- EXERCISE
How many lines in the items below contain the string "boxer", with uppercase and lowercase treated as different? Reply with the number only.

- SUPPLIED MATERIAL
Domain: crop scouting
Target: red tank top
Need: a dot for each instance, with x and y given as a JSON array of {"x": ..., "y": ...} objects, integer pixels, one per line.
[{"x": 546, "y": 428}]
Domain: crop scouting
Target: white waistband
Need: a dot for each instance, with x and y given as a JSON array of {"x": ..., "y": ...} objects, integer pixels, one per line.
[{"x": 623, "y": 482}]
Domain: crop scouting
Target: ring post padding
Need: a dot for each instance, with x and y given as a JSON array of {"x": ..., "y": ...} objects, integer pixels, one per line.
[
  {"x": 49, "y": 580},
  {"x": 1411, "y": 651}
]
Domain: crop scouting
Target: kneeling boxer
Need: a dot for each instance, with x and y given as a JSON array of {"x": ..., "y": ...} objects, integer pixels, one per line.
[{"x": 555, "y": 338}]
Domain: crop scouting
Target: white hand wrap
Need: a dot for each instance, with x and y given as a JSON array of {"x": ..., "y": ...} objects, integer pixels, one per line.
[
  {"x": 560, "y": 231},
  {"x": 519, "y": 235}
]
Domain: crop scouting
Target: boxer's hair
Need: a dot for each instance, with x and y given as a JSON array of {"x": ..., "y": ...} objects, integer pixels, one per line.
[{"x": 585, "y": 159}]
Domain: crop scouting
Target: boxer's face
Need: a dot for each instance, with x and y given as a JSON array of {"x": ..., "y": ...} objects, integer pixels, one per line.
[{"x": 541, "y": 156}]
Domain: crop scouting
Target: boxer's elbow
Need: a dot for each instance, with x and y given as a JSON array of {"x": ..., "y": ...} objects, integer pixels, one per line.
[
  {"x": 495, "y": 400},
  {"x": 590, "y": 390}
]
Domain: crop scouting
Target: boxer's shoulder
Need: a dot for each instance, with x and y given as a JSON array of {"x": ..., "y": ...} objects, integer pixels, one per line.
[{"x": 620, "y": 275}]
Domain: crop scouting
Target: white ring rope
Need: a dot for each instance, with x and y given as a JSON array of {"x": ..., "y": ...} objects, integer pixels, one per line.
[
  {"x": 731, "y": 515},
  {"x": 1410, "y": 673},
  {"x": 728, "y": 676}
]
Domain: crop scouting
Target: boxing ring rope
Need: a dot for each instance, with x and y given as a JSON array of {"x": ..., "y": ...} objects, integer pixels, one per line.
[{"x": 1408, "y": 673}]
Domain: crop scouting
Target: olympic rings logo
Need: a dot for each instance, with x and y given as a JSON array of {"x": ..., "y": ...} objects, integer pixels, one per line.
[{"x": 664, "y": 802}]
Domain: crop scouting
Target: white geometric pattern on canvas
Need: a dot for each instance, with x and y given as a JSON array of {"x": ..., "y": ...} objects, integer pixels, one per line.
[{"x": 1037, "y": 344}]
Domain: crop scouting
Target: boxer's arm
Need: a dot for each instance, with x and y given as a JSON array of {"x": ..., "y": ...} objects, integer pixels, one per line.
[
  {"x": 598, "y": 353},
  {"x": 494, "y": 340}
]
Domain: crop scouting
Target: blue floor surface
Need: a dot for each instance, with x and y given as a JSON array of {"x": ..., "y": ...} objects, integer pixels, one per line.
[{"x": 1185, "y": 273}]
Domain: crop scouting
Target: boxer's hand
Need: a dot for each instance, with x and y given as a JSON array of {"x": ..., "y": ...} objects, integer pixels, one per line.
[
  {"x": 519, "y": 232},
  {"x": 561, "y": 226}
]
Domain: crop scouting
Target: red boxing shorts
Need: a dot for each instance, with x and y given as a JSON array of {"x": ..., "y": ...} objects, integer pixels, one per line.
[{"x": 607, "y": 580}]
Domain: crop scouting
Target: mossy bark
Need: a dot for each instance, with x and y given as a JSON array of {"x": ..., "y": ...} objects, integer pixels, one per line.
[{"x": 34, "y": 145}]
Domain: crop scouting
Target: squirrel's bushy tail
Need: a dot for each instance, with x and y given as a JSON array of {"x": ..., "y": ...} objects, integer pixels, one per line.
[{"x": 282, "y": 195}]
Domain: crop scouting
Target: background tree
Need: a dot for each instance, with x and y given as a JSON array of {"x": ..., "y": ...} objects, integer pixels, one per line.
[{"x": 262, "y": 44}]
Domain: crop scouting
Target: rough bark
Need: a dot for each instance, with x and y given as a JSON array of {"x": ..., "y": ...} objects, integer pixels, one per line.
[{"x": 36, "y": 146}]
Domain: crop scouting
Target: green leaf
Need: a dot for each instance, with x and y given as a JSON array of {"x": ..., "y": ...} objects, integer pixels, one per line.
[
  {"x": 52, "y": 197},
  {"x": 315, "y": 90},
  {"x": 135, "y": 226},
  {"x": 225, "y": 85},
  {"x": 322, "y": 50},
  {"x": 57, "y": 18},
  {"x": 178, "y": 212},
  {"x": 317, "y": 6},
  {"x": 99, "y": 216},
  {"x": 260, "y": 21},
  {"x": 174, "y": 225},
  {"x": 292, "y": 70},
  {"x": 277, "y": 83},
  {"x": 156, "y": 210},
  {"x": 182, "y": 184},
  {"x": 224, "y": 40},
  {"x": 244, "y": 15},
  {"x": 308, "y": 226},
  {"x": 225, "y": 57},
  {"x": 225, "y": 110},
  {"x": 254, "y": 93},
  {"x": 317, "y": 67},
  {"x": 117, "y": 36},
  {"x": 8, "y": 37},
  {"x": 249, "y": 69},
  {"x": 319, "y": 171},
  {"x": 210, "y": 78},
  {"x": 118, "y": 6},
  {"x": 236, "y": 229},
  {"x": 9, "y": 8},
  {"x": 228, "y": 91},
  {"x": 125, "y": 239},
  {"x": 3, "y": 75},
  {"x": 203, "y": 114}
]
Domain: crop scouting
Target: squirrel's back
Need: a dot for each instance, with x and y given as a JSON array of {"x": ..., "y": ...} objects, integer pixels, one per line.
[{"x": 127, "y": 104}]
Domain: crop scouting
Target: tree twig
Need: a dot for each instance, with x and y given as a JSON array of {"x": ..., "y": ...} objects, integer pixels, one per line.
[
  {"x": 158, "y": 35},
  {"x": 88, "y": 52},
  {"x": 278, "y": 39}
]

- FULL RESPONSE
7